» **TASK 1**: In the thread about TPC-H query 12, at what scale factor does the query fail on every machine tried?

Closed jonkeane closed 2 years ago
The tests that you added pass on my machine as well (although a few others fail on my machine both on main and on this PR). The only thing I can find that's wonky is:
arrowbench::tpch_answer(10, 12)
#> Error: IOError: Failed to open local file ''
#> /Users/deweydunnington/Desktop/rscratch/arrow/cpp/src/arrow/io/file.cc:110 ::arrow::internal::FileOpenReadable(file_name_)
#> /Users/deweydunnington/Desktop/rscratch/arrow/cpp/src/arrow/io/file.cc:472 file_->OpenReadable(path)
#> /Users/deweydunnington/Desktop/rscratch/arrow/cpp/src/arrow/io/file.cc:638 result->memory_map_->Open(path, mode). Detail: [errno 2] No such file or directory
Aaah yes, query 12 doesn't work on any machine I've tried at scale factor 10 (so I don't have an answer there yet, I probably could + should craft an answer parquet for that so that it's there when the query engine is fixed to run it). I think that is a query engine problem (so will eventually be an apache/arrow jira) but I haven't gotten to the bottom of what the issue is, so haven't created one yet. Would you mind taking a look and seeing if you can get a reprex for that query and make a Jira for it?
If it's out of scope for this PR I can make a JIRA, but I modded your query 12 to be this and it runs quite quickly (and validates at scale 1). Does this help to generate the answer you need?
tpc_h_queries[[12]] <- function(input_func, collect_func = dplyr::collect) {
input_func("lineitem") %>%
filter(
l_shipmode %in% c("MAIL", "SHIP"),
l_commitdate < l_receiptdate,
l_shipdate < l_commitdate,
l_receiptdate >= as.Date("1994-01-01"),
l_receiptdate < as.Date("1995-01-01")
) %>%
inner_join(
input_func("orders"),
by = c("l_orderkey" = "o_orderkey")
) %>%
group_by(l_shipmode) %>%
summarise(
high_line_count = sum(
if_else(
(o_orderpriority == "1-URGENT") | (o_orderpriority == "2-HIGH"),
1L,
0L
)
),
low_line_count = sum(
if_else(
(o_orderpriority != "1-URGENT") & (o_orderpriority != "2-HIGH"),
1L,
0L
)
)
) %>%
ungroup() %>%
arrange(l_shipmode) %>%
collect_func()
}
Oh fantastic, if this works that would be even better. You "just" moved lineitem to be the first table, did all the filtering there then joined after instead of starting with orders and then attempting to join to the filtered lineitem to that, yeah?

» **LISTED ENTRIES**:
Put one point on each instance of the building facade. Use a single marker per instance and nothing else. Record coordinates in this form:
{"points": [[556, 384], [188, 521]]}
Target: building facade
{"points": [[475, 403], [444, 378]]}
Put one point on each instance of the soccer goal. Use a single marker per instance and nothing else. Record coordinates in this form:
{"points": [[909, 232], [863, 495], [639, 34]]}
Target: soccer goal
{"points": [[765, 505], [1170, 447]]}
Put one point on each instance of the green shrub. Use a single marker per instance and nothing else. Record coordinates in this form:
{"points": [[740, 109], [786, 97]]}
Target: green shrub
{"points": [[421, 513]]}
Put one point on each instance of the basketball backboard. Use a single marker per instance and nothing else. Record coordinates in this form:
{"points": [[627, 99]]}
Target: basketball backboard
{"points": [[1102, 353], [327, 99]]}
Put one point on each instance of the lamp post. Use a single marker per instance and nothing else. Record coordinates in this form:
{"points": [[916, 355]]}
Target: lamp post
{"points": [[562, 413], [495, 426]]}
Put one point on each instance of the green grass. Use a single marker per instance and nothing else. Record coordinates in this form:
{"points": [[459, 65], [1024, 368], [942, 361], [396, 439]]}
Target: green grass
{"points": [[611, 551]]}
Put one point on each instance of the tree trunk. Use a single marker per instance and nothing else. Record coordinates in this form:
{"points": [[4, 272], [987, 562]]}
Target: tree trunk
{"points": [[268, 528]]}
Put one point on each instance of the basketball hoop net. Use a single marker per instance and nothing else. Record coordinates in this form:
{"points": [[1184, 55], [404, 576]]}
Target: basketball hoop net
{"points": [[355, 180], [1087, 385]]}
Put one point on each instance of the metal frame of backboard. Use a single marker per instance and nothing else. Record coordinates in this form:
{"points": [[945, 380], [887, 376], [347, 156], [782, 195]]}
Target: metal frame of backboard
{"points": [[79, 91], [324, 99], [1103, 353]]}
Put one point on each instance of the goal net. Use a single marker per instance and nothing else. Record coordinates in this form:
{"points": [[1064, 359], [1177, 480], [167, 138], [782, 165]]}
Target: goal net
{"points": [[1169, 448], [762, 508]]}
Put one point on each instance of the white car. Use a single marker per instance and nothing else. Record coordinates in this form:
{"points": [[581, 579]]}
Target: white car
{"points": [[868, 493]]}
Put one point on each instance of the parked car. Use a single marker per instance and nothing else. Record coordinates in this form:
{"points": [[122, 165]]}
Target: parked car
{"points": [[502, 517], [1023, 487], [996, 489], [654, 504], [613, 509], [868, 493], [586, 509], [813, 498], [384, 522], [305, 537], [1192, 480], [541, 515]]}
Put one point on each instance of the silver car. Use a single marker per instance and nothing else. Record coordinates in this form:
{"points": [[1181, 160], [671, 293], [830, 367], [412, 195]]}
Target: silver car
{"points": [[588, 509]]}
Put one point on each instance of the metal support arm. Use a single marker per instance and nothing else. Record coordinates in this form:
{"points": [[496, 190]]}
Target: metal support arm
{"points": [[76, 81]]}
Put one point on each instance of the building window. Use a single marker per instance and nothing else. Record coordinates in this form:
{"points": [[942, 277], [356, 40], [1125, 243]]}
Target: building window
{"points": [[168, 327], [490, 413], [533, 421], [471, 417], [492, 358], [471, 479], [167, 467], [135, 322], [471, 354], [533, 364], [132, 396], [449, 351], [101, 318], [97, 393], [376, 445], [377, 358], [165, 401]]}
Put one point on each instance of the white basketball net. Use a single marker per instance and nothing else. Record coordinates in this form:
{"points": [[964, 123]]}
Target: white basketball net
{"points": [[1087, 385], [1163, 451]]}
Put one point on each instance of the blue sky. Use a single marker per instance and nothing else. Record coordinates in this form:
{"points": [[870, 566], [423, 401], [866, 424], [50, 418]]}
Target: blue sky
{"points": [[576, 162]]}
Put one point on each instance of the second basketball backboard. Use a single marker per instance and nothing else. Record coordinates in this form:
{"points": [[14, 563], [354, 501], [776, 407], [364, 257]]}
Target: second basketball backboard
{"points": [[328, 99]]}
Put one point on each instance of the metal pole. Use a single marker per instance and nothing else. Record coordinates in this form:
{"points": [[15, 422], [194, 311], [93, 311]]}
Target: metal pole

» **TASK 2**: Transcribe, from the entries, everything from the line containing "Put one point on each instance of the parked" down to the line containing "Target: parked car", including both of those lines.

» **FULL SOLUTION 1**: Scale factor 10.

» **FULL SOLUTION 2**:
Put one point on each instance of the parked car. Use a single marker per instance and nothing else. Record coordinates in this form:
{"points": [[122, 165]]}
Target: parked car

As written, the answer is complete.